Data provided:

————————

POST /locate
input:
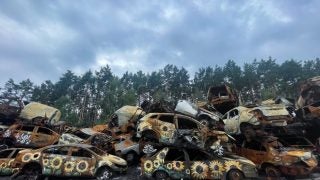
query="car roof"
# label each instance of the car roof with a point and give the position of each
(70, 145)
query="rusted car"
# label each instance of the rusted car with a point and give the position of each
(68, 161)
(7, 158)
(179, 163)
(20, 135)
(178, 129)
(205, 117)
(127, 147)
(275, 159)
(241, 118)
(122, 121)
(309, 92)
(87, 136)
(35, 110)
(223, 98)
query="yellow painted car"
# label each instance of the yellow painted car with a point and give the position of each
(275, 159)
(71, 160)
(7, 157)
(178, 129)
(176, 163)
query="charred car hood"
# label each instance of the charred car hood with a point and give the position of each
(114, 159)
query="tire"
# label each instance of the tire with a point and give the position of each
(161, 175)
(204, 122)
(235, 174)
(31, 172)
(8, 142)
(131, 158)
(104, 173)
(272, 171)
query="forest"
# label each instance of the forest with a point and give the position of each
(92, 97)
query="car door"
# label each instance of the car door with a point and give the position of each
(24, 136)
(43, 137)
(175, 162)
(6, 161)
(199, 162)
(83, 160)
(188, 129)
(231, 121)
(166, 128)
(54, 159)
(255, 151)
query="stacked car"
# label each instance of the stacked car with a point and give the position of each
(217, 139)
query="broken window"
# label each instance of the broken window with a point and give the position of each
(44, 131)
(254, 145)
(55, 150)
(81, 153)
(196, 155)
(166, 118)
(175, 155)
(185, 123)
(233, 113)
(27, 128)
(5, 154)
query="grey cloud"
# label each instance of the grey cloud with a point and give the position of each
(43, 39)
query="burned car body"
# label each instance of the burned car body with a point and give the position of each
(87, 136)
(223, 98)
(122, 121)
(204, 116)
(177, 129)
(21, 135)
(239, 118)
(7, 158)
(35, 110)
(179, 163)
(275, 160)
(70, 161)
(127, 147)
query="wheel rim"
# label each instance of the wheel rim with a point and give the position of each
(161, 175)
(105, 175)
(235, 175)
(204, 122)
(271, 172)
(130, 157)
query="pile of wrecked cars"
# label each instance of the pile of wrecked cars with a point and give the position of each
(217, 139)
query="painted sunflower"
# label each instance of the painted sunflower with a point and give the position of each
(148, 166)
(45, 162)
(3, 165)
(35, 156)
(232, 165)
(26, 157)
(82, 166)
(178, 165)
(199, 170)
(169, 166)
(216, 168)
(56, 162)
(69, 166)
(156, 163)
(10, 162)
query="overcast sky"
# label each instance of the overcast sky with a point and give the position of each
(40, 40)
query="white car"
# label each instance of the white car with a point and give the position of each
(238, 119)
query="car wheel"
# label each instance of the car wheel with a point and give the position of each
(204, 122)
(235, 174)
(31, 173)
(161, 175)
(8, 142)
(272, 171)
(104, 173)
(131, 158)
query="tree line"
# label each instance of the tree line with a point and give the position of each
(93, 96)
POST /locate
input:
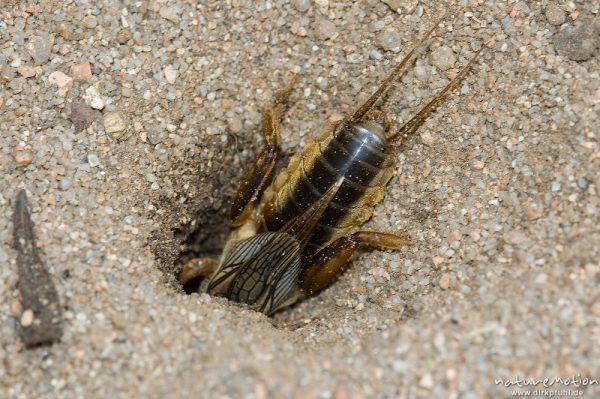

————————

Directions for this task:
Make an exact copy of the records shown above, without the pictures.

Expected answer:
POST /locate
input:
query="car roof"
# label each instance of the car roof with a point and give the position of each
(70, 145)
query="rusted car"
# label each instance of the rusted car with a point and give the position of each
(68, 161)
(7, 158)
(179, 163)
(20, 135)
(178, 129)
(205, 117)
(127, 147)
(275, 159)
(241, 118)
(122, 121)
(309, 92)
(87, 136)
(35, 110)
(223, 98)
query="yellow painted car"
# label each instance of the yellow painted car with a point and give the position of each
(275, 159)
(71, 160)
(7, 157)
(178, 129)
(176, 163)
query="charred car hood"
# label each instance of the charred car hood with a point and give the position of each
(114, 159)
query="tire"
# label each instance of the tire with a point and give the position of each
(161, 175)
(204, 122)
(235, 174)
(31, 172)
(8, 142)
(131, 158)
(104, 173)
(272, 171)
query="forest"
# label each instance of the forest with a point and give the position of each
(92, 97)
query="car door"
# label each instance of the car door with a point and give the position of each
(24, 136)
(43, 137)
(175, 162)
(6, 161)
(199, 162)
(83, 160)
(188, 129)
(231, 121)
(166, 128)
(54, 159)
(255, 151)
query="stacked car"
# label each instance of the stacked car with a point and give the position of each
(217, 139)
query="broken window"
# label each instance of the broken window with a point and give the position of each
(44, 131)
(254, 145)
(55, 150)
(81, 153)
(196, 155)
(166, 118)
(175, 155)
(185, 123)
(233, 113)
(27, 128)
(5, 154)
query="grey cloud"
# label each instance of the grey cloud with a point and give the position of each
(43, 39)
query="burned car body"
# label each instance of the burned car body with a point and give the position of each
(87, 136)
(223, 98)
(122, 121)
(204, 116)
(177, 129)
(21, 135)
(239, 118)
(7, 158)
(35, 110)
(179, 163)
(275, 160)
(70, 161)
(127, 147)
query="wheel rim"
# label each instance of the wheel rim with a point and give the position of each
(161, 175)
(105, 175)
(235, 175)
(204, 122)
(271, 172)
(130, 157)
query="pile of wrecked cars"
# label each instance of the pile of wrecked cars with a point and give the position of each
(217, 139)
query="painted sunflower"
# label each instance of the painted sunflower with a point and give the position of each
(148, 166)
(45, 162)
(3, 165)
(35, 156)
(232, 165)
(26, 157)
(82, 166)
(178, 165)
(199, 170)
(169, 166)
(216, 168)
(56, 162)
(69, 166)
(156, 163)
(10, 162)
query="overcast sky"
# label each instance of the overcast sky with a point and give the position of each
(40, 40)
query="white car"
# label each instance of the white car with a point and give the position of each
(238, 119)
query="car wheel"
# label each instance of the car wheel with a point and give the position of each
(204, 122)
(235, 174)
(31, 173)
(161, 175)
(8, 142)
(272, 171)
(104, 173)
(131, 158)
query="tree line"
# label each instance of the tree line with a point and give the position of each
(93, 96)
POST /locate
input:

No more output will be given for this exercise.